_Brief_:
Scan the records below. List lines holding "pole".

(Data extracted from a collection)
▬▬▬▬▬▬▬▬▬▬
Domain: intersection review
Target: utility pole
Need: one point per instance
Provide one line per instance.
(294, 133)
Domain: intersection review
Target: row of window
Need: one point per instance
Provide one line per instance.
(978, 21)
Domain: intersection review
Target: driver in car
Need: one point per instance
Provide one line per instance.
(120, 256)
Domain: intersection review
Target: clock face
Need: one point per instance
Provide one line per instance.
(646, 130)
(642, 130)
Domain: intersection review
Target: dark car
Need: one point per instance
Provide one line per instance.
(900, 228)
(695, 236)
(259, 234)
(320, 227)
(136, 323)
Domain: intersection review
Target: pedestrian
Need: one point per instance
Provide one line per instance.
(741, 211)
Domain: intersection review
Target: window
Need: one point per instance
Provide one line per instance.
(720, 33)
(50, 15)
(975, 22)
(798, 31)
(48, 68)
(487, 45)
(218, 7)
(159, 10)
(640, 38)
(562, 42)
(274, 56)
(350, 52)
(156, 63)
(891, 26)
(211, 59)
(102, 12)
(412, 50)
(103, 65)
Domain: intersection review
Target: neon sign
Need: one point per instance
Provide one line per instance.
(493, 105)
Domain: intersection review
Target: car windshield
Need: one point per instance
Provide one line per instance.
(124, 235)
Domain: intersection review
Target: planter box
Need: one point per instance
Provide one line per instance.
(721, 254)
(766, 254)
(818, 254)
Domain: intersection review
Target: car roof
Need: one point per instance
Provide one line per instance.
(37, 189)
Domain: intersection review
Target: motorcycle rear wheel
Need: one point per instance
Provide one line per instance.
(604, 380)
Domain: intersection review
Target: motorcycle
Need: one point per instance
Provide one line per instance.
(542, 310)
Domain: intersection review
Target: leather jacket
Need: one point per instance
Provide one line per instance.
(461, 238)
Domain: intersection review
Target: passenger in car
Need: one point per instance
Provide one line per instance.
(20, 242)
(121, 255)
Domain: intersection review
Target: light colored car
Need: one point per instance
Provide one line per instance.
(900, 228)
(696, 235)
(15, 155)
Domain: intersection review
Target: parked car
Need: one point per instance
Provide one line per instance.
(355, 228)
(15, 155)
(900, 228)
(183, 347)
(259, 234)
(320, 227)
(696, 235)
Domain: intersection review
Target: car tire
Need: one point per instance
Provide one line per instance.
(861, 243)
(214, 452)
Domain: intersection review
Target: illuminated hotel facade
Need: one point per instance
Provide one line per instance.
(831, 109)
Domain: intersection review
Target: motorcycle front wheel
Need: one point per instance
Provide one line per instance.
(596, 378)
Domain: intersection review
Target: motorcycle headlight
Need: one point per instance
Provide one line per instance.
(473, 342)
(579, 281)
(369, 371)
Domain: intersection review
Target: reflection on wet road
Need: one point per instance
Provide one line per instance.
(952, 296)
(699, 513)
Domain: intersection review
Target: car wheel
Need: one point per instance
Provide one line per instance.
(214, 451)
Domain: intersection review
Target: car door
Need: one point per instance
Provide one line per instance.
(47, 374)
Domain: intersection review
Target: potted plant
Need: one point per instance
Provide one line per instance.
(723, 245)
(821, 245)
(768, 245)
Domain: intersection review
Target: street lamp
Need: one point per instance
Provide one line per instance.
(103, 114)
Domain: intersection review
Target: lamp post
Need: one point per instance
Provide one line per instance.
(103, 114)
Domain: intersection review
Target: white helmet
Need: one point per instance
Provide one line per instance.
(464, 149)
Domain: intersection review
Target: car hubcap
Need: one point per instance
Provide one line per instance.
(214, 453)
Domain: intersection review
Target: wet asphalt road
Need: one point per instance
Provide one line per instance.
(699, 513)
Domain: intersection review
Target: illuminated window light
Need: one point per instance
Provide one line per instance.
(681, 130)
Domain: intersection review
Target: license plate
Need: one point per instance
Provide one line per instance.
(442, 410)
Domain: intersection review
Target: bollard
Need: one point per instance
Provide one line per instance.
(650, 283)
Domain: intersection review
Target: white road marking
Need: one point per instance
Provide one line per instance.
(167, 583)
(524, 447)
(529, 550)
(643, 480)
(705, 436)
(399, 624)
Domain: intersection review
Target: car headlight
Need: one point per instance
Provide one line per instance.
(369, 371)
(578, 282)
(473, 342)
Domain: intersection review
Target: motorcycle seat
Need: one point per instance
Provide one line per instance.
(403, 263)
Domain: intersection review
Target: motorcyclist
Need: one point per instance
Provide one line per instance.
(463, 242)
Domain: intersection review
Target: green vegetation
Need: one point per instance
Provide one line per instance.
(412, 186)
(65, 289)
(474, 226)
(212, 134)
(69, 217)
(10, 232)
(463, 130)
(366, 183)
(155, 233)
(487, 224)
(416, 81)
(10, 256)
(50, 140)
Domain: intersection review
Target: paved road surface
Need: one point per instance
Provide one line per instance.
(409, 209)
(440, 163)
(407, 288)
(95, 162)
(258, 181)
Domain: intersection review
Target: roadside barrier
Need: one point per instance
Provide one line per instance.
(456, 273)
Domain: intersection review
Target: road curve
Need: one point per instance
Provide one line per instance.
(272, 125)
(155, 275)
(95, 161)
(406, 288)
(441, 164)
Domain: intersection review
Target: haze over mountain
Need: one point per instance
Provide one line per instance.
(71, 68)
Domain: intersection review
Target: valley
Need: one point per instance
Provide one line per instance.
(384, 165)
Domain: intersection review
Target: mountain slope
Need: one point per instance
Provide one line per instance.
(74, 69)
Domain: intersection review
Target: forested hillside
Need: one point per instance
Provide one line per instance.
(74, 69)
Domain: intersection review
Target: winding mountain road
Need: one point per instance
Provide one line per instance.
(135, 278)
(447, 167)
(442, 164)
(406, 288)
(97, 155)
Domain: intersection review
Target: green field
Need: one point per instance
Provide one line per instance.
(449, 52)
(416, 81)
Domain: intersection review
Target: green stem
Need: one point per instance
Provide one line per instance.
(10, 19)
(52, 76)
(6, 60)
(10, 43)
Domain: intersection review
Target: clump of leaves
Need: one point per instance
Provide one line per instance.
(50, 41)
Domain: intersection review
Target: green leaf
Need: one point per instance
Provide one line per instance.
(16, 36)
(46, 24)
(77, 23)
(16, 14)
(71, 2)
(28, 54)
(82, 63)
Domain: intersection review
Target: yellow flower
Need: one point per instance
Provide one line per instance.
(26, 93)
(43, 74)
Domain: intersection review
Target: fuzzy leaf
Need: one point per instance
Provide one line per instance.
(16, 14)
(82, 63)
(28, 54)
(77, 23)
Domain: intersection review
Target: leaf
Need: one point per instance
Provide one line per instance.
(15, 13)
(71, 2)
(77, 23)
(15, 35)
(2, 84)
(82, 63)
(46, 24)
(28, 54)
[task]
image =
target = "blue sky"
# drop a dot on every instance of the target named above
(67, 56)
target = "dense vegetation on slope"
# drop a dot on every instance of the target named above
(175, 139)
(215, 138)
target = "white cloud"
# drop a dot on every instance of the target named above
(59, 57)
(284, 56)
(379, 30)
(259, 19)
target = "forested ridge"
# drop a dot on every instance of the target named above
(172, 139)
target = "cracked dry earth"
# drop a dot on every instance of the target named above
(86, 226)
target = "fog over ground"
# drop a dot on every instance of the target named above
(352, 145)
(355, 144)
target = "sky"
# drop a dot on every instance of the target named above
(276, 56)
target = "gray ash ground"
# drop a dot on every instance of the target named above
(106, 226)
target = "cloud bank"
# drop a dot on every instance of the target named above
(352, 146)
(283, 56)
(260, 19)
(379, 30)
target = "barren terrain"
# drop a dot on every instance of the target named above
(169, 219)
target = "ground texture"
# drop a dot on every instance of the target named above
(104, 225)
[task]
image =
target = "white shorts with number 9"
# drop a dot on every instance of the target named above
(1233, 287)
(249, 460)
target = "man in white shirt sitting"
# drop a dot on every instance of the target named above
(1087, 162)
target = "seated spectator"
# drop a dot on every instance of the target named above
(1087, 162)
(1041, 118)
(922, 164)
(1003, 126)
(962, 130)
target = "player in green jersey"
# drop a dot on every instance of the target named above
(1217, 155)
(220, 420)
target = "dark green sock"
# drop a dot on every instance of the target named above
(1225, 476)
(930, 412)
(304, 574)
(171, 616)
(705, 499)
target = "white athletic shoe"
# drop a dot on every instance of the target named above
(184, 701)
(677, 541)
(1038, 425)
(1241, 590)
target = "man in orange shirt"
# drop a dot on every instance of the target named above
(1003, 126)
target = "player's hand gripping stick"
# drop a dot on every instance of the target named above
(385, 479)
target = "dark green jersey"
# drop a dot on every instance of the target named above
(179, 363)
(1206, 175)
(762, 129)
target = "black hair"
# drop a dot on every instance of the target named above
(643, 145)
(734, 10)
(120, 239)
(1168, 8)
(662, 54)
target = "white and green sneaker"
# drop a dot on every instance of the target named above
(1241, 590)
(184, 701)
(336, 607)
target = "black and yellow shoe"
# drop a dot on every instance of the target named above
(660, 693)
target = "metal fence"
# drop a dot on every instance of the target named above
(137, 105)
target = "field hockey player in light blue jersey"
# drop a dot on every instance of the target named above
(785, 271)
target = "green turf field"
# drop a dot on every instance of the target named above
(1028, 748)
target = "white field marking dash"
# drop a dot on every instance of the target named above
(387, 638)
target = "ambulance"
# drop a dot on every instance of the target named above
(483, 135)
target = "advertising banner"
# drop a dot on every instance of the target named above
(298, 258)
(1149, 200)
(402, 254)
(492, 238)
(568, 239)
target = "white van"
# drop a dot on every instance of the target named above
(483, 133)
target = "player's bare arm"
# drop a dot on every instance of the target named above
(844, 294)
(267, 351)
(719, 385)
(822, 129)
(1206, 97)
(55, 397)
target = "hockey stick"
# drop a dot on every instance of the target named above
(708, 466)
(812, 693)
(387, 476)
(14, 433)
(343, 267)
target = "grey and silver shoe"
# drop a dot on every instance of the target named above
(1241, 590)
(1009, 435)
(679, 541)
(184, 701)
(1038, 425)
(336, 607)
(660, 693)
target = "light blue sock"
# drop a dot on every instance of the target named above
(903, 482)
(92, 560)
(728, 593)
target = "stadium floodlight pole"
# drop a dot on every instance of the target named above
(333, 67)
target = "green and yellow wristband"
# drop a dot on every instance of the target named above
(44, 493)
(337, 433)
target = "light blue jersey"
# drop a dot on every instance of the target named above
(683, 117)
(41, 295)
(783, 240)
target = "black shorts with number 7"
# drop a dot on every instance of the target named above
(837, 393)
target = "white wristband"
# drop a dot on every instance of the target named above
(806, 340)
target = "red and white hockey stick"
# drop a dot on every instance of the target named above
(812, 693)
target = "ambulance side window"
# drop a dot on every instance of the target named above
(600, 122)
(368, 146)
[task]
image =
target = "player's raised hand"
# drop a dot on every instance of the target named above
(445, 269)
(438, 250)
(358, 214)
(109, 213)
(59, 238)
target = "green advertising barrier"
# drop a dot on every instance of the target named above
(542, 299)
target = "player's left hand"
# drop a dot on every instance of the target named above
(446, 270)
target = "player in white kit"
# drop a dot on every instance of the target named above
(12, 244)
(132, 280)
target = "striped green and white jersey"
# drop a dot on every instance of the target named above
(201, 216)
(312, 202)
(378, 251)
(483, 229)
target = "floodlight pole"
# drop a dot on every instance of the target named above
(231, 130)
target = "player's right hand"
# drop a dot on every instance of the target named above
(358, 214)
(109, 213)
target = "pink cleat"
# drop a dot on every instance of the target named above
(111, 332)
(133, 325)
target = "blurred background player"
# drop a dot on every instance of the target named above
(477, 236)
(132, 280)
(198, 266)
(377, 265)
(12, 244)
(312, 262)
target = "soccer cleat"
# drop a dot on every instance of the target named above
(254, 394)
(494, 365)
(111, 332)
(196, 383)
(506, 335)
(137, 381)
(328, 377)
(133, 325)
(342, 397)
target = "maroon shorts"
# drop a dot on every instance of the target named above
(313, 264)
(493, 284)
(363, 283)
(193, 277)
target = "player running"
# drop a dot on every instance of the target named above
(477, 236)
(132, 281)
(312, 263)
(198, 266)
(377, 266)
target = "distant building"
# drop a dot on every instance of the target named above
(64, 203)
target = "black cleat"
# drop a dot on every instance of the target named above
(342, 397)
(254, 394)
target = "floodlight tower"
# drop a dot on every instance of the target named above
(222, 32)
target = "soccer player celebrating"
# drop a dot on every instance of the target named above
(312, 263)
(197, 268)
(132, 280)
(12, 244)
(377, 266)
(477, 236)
▬▬▬▬▬▬▬▬▬▬
_Exercise solution_:
Target: utility pole
target = "stadium floodlight pole"
target = "floodlight pole"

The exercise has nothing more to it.